§ What the task asks
In your copy, include no images and return each entry exactly as written.

§ Recorded data
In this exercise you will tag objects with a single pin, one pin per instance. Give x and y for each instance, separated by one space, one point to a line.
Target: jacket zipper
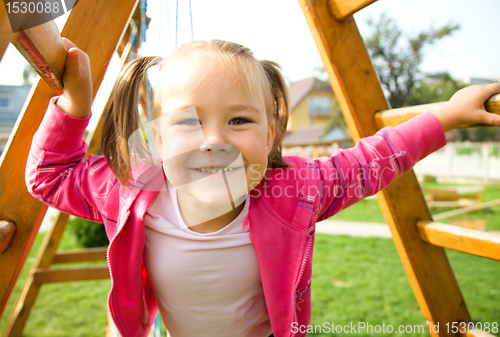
108 258
304 262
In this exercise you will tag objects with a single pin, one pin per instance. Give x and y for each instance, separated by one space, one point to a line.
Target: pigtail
121 117
280 111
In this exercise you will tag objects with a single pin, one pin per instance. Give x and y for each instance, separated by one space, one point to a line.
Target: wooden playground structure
101 28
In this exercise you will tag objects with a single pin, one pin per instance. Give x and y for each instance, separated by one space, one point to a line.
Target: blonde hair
122 115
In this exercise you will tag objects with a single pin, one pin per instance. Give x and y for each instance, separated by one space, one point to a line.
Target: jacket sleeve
56 172
353 174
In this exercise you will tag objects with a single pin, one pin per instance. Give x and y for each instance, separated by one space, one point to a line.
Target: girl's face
213 136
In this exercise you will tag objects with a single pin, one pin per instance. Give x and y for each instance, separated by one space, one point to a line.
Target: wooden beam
359 94
466 209
342 9
7 229
90 19
70 274
83 255
393 117
466 240
43 48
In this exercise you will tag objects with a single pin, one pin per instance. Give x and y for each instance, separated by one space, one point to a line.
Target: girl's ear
270 137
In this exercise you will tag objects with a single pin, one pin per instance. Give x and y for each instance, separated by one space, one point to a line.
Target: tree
396 61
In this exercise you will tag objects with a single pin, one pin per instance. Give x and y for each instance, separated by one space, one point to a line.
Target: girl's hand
77 80
467 107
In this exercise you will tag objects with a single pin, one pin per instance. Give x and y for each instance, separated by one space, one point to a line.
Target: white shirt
205 284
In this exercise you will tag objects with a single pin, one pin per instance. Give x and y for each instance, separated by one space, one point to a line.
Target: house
12 98
312 103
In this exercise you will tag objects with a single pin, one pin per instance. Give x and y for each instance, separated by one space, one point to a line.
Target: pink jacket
284 209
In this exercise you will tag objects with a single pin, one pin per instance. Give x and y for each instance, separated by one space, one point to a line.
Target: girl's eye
189 121
239 121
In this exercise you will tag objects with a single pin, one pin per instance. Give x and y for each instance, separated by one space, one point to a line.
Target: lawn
354 280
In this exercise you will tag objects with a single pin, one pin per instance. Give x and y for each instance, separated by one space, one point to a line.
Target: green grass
367 210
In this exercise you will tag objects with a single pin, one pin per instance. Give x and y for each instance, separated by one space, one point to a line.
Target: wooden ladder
419 240
43 49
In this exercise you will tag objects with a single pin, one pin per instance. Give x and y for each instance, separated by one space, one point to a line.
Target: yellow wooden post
359 94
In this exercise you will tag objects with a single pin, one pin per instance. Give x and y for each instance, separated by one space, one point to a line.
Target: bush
88 233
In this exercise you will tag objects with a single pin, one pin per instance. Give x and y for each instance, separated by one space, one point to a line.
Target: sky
277 30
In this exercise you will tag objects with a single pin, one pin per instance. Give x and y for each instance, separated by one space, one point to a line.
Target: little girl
211 225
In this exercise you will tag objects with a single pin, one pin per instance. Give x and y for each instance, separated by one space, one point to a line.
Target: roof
300 89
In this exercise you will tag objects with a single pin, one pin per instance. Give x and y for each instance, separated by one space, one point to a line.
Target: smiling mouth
215 170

§ Reply
In this exercise you will tag objects with a single pin, one pin per instance. Give x and y for each instance, separated by one space, one point to a line.
Target: jacket zipper
108 258
304 262
In this exercise you will tag objects with a single pin, one pin per instance. Give x and y for each instance, separated by one space, one point to a line.
Target: pigtail
121 117
280 111
In this exercise you will tag objects with a single pin, one pin per instance. Give x and y for each instance, separated by one space, one point to a line.
Target: wooden playground structure
101 28
In this exercise you will tag objects with a single pin, one pin per instance. Give x and y for each instance, separated by one space, one point to a line.
Target: blonde hair
122 115
In this exercise you will tag objects with a single pin, one pin per instance. Give x and y for each instance, separated by one space, one point to a line.
Target: jacket sleeve
56 172
353 174
In this exercise you will tag objects with a single pin, one pin per instance. Give x and y for each instance, separated by one space, one point to a line.
Target: girl's face
213 136
In this exercise you will tag objects with a single pin, one pin per instance. Give x and y for each instance, separated by one space, one point to a line.
Target: wooden beam
359 94
466 209
342 9
7 229
90 19
70 274
83 255
393 117
466 240
43 48
In this exercise you will tag objects with a single pin, one pin per instance. Give x and y for each instance, separated by one space, one point to a line.
Target: girl's ear
270 137
In this exercise you will tag objects with a single pin, one pin per instance. Give x and y for each instance, separated by one space, one point to a line.
Target: tree
396 61
In this exercise you will tag objects with a single pin, one pin per instance. Give x and y for each instance, separated by one space, one point to a line.
Target: girl's hand
77 80
467 107
In this exercise you will tag objects with a single pin, one pin per instance. Give x and y for each instance, separated by one space, one point to a line.
Target: white shirt
205 284
In this exercise you will tag objects with a single pin, one pin per instance. Give x and y for each instance, separated by one space, one point to a line.
Target: house
12 98
312 103
In this exercise you will tag objects with a single pin, one pin per instance. Give x and y for each instance, separated by one space, one point to a line.
Target: pink jacket
284 209
In this exercise you will tag objects with a single pin, one pin per instance. Give x and y for each instance, separated by one space, one point to a line.
Target: girl's eye
189 121
239 121
In this exercise you will tag objects with a single pin, one pin per instance. Give x and y for each instance, separated by one space, one point to a line.
Target: lawn
354 280
In this exercise you will tag objects with a single pin, one pin per instance. Give x and y for each instance, separated by one space, one point to a line.
Target: green grass
367 210
In this exercise you will tag objects with a single pin, one pin per instance. Give x and y for each instance, separated by one space, one point to a line.
Target: wooden ladder
419 240
43 49
In this exercise you will tag objects with a single pin, one pin per instance. Give x and y for each instance, separated by one space, one point to a line.
Target: yellow wooden post
359 94
In this exercise you will tag objects with a single pin, one pin per instance. Give x and y for each instance, separated by one space, one point to a line.
Target: bush
88 233
In this exercise you will tag objects with a single pin, one pin per instance. Give x and y for each instance, separated by one space, one point to a line.
Target: sky
277 30
In this exercise you will tag objects with a single pin, one pin per instance. Give x and y for each instance, separated by one space, one point to a line.
Target: little girl
211 225
In this exercise you will tag objects with a single pin, one pin per instance. Give x and y for each instance, separated by one space, one point to a line.
Target: roof
300 89
In this exercise you will tag objects with a single pin, one pin per instance. Give x and y for each instance, separated by one space, one point to a line.
Target: smiling mouth
215 170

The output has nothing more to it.